» **TASK DESCRIPTION**: Resume the article on cell-penetrating peptides as oligonucleotide carriers, picking up right after its final sentence.

[SELECTED EXCERPT Boundary: Start]

By Bachem AG
Bachem Cell-Penetrating Peptides (CPPs) as delivery systems for Oligonucleotides
Bachem has been developing Cell Penetrating Peptides (CPP) as short peptides that are able to translocate ‘cargo molecules’ across cell membranes into the cell’s endosomal compartment and from there to find their therapeutic target.
CPP technology is particularly exciting for the targeted delivery of drugs based on oligonucleotides that have hitherto been challenging for both bioavailability and cellular uptake.
Releasing Oligonucleotide potential
Oligonucleotides, also called oligomers or oligos, are short single strands of synthetic DNA or RNA. In nature, these ‘small RNA’ molecules function in the regulation of gene expression, for example as microRNAs or miRNAs, or as degradation intermediates derived from the breakdown of larger nucleic acid molecules.
Oligonucleotides can be manufactured as single-stranded molecules with any user-specified sequence, and so are vital for artificial gene synthesis, polymerase chain reaction (PCR), DNA sequencing, molecular cloning and as molecular probes. Further, because small RNA oligos act on the RNA level through different molecular pathways as described in the January 2020 Oligonucleotide Trends article, they form a new class of therapeutics with huge possibilities to treat diseases that were incurable before. The use of oligonucleotide therapeutics is well tolerated by the body, selective to their target, and with reduced secondary effects.
However, there are two major drawbacks when developing oligonucleotide-based drugs: their poor bioavailability and cellular uptake. Overcoming these challenges will require development of delivery systems that can ‘carry’ oligonucleotides to their intended targets. In a previous article GalNAc: Delivering Promise of Oligonucleotide on oligonucleotide conjugates, Bachem has described the use of the trimeric GalNAc (N-acetylgalactosamine) molecule as a carrier of oligonucleotides to specific cells, the hepatocytes.

[SELECTED EXCERPT Boundary: End]
[DATA EXCERPTS Boundary: Start]

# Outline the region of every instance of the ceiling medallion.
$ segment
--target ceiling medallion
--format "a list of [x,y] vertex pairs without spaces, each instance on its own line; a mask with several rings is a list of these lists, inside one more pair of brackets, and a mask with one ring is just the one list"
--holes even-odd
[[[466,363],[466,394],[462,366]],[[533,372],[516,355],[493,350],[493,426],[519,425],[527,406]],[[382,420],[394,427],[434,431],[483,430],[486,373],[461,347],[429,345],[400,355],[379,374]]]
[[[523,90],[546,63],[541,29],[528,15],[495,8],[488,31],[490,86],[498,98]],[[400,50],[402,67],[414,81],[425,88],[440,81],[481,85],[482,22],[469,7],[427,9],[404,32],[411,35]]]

[DATA EXCERPTS Boundary: End]

» **EXPECTED ANSWER**:
Bachem research is also focusing on a delivery system that was first described almost 40 years ago, the cell-penetrating peptide (CPP). The first use of CPP, a poly L-lysine, was for the delivery of an anticancer drug in vitro and in vivo of mouse model1. It has opened the way for generation of CPP-drug conjugates and has potential as well for oligonucleotides2.
What are Cell-Penetrating Peptides?
A CPP is a short peptide that is able to translocate a small ‘cargo molecule’ across cell membranes3. CPPs usually consist of no more than 30 amino acids and are cationic and/or amphipathic, rich in arginine and lysine amino acids. A variety of different CPPs exists, ranging from natural translocating proteins as the earliest developed CPP to newly designed sequences based on computer prediction4.
In all cases, the mode of action is similar: First, the CPP, conjugated to its cargo molecule, is internalized through endocytosis. It is then trafficked to the cell’s endosomal compartment where it is entrapped. Finally, the CPP should be able to escape the endosomal compartment to deliver the cargo molecule to the target. The ability of the CPP to escape this compartment is key for its bioavailability and bioactivity properties. Important criteria for a CPP system delivery are to enhance the cellular uptake, endosomal escape, cell membrane receptor binding, and nuclear localization.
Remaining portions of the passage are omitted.